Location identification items

"""

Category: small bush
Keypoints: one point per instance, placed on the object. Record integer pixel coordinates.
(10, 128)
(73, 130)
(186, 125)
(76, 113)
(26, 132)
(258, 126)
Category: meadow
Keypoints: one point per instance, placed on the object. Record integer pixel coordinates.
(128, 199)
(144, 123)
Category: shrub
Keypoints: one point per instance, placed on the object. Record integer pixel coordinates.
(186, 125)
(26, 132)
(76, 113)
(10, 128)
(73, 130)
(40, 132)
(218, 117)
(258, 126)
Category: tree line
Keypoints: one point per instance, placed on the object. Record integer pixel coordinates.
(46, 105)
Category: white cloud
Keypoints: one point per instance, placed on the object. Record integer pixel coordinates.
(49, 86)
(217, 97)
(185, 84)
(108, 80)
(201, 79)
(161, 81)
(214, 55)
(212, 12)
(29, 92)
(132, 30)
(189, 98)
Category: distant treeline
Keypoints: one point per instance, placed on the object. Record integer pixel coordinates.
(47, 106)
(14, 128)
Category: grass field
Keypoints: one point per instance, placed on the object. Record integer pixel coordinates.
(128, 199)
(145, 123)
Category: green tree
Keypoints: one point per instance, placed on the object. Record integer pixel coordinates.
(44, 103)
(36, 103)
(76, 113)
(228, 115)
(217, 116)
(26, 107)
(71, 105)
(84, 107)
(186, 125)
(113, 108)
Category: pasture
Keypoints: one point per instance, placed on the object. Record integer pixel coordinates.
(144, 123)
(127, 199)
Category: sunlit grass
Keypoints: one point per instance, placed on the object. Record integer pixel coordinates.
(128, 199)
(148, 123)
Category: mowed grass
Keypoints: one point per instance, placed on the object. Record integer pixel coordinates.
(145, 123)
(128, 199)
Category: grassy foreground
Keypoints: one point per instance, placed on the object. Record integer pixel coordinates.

"""

| INSTRUCTIONS TO FOLLOW |
Write out everything from the line containing "Category: white cloud" down to the final line above, both ends included, reproducing each line without any change.

| RESPONSE |
Category: white cloud
Keypoints: one point per instance, placed on the object. Record integer pixel coordinates.
(49, 86)
(217, 97)
(185, 84)
(108, 80)
(201, 79)
(161, 81)
(214, 55)
(212, 12)
(29, 92)
(132, 30)
(189, 98)
Category: distant treeline
Keypoints: one point per instance, placed on the object. Record integer pixel coordinates.
(47, 106)
(14, 128)
Category: grass field
Keypoints: one point per instance, placed on the object. Record integer pixel coordinates.
(128, 199)
(145, 123)
Category: green tree
Keypoints: one point per instance, placed on the object. Record integer pixel coordinates.
(44, 103)
(36, 103)
(76, 113)
(228, 115)
(217, 116)
(26, 107)
(71, 105)
(84, 107)
(186, 125)
(113, 108)
Category: pasture
Keypoints: one point per instance, placed on the object. Record integer pixel coordinates.
(144, 123)
(127, 199)
Category: sunlit grass
Keypoints: one point per instance, placed on the object. Record integer pixel coordinates.
(128, 199)
(148, 123)
Category: mowed grass
Keypoints: one point per instance, placed on the object. Record integer pixel coordinates.
(145, 123)
(128, 199)
Category: grassy foreground
Keypoints: one point per instance, placed on the object. Record integer pixel coordinates.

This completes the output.